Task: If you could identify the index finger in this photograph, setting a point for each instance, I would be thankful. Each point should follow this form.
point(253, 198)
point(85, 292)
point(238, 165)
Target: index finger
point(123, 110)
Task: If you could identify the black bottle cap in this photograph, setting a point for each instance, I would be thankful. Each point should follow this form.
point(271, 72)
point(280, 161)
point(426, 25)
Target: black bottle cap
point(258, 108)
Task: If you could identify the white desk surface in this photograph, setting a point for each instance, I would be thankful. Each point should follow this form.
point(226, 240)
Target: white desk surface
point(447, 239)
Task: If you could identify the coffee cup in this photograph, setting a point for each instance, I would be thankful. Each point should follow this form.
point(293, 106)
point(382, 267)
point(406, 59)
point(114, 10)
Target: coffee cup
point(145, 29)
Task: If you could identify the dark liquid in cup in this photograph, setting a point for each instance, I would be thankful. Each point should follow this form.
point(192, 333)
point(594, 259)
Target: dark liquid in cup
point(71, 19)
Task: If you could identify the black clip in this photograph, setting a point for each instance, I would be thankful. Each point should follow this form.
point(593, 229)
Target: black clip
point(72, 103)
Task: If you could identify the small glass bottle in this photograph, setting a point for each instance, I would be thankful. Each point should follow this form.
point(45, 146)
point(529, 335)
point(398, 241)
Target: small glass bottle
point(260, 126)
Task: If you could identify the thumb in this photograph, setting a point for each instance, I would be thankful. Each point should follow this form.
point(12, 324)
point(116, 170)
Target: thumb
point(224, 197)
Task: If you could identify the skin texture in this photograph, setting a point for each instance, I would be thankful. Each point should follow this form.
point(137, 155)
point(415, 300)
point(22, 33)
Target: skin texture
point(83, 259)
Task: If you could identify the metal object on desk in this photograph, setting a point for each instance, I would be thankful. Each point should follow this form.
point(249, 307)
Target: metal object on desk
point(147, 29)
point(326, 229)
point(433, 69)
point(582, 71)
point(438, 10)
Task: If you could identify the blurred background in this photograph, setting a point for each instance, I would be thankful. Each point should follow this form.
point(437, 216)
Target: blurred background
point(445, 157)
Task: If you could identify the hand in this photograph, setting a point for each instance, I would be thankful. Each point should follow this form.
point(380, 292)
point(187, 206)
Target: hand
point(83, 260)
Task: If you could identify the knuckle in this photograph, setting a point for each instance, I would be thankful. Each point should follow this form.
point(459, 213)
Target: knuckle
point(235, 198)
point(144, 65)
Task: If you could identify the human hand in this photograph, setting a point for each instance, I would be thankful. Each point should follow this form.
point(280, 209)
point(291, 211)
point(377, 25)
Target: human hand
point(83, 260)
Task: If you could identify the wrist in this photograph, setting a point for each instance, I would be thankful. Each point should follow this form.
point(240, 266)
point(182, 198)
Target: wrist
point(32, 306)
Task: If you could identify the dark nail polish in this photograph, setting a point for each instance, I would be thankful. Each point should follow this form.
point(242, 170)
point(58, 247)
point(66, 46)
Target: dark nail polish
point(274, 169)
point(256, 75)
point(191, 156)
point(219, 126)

(TASK OBJECTIVE) Output every line of the entries above as a JSON array of strings, one string per line, omitting blank lines.

(TASK OUTPUT)
[
  "Task: If you could identify the index finger in this photograph, setting a point for each instance, I would be thankful. Each point should follow this form.",
  "point(253, 198)",
  "point(85, 292)",
  "point(238, 165)",
  "Target: index finger",
  "point(123, 110)",
  "Task: If you could identify the black bottle cap in this photograph, setting a point for each instance, I would be thankful. Each point should follow this form.",
  "point(271, 72)",
  "point(280, 161)",
  "point(426, 25)",
  "Target: black bottle cap",
  "point(258, 108)",
  "Task: If you could identify the white desk surface in this photograph, setting a point for each instance, I would be thankful. Each point should follow this form.",
  "point(226, 240)",
  "Target: white desk surface",
  "point(447, 239)",
  "Task: If you could identify the coffee cup in this photograph, setting a point for each instance, I would be thankful. Each point should follow this form.",
  "point(293, 106)",
  "point(382, 267)",
  "point(406, 59)",
  "point(114, 10)",
  "Target: coffee cup",
  "point(145, 29)",
  "Task: If you could identify the dark liquid in cup in this photograph, setting a point for each instance, I would be thankful. Each point should follow this form.",
  "point(192, 333)",
  "point(594, 259)",
  "Target: dark liquid in cup",
  "point(71, 19)",
  "Task: If you could identify the black clip in this photograph, setting a point for each instance, I would be thankful. Each point should follow this form.",
  "point(593, 229)",
  "Target: black clip",
  "point(72, 103)",
  "Task: If you could identify the small glass bottle in this photograph, setting a point for each instance, I would be thankful. Each point should follow this form.",
  "point(45, 146)",
  "point(529, 335)",
  "point(398, 241)",
  "Target: small glass bottle",
  "point(260, 126)",
  "Task: If you could identify the thumb in this photograph, setting a point for each instance, I would be thankful. Each point should follow this form.",
  "point(12, 324)",
  "point(116, 170)",
  "Target: thumb",
  "point(224, 197)",
  "Task: If you could identify the skin texture in this photograph, setting a point for each instance, I would be thankful. Each point should follow this form.",
  "point(137, 155)",
  "point(415, 300)",
  "point(22, 33)",
  "Target: skin texture",
  "point(83, 259)",
  "Task: If you could identify the metal object on desk in this photograph, setting a point for each instance, I would be thankful. Each point should follow this form.",
  "point(249, 307)",
  "Target: metal object on desk",
  "point(147, 29)",
  "point(326, 229)",
  "point(433, 69)",
  "point(582, 71)",
  "point(438, 10)",
  "Task: If you could identify the blurred background in this photograph, setting a point for each instance, I would be thankful. Each point should follow this form.",
  "point(437, 216)",
  "Target: blurred background",
  "point(445, 157)",
  "Task: If you could identify the hand in this photograph, setting a point for each instance, I would be thankful. Each point should follow this form.",
  "point(380, 292)",
  "point(187, 206)",
  "Target: hand",
  "point(83, 260)",
  "Task: If you could identify the knuckle in this photograph, setting a point for each instance, I would be thankful. Each point should follow this form.",
  "point(459, 213)",
  "Target: knuckle",
  "point(235, 198)",
  "point(144, 65)",
  "Task: If you could identify the human hand in this photograph, setting a point for each instance, I would be thankful. Each point should follow this form.",
  "point(280, 209)",
  "point(291, 211)",
  "point(377, 25)",
  "Target: human hand",
  "point(83, 260)",
  "Task: If you could identify the wrist in this photograph, setting a point for each instance, I would be thankful. Each point should follow this form.",
  "point(240, 266)",
  "point(182, 198)",
  "Target: wrist",
  "point(32, 306)",
  "Task: If you could identify the dark nail polish in this photograph, setting a point for each instance, I would be thankful. Each point should follow this form.",
  "point(242, 170)",
  "point(58, 247)",
  "point(66, 46)",
  "Target: dark nail polish",
  "point(274, 169)",
  "point(256, 75)",
  "point(191, 156)",
  "point(219, 126)"
]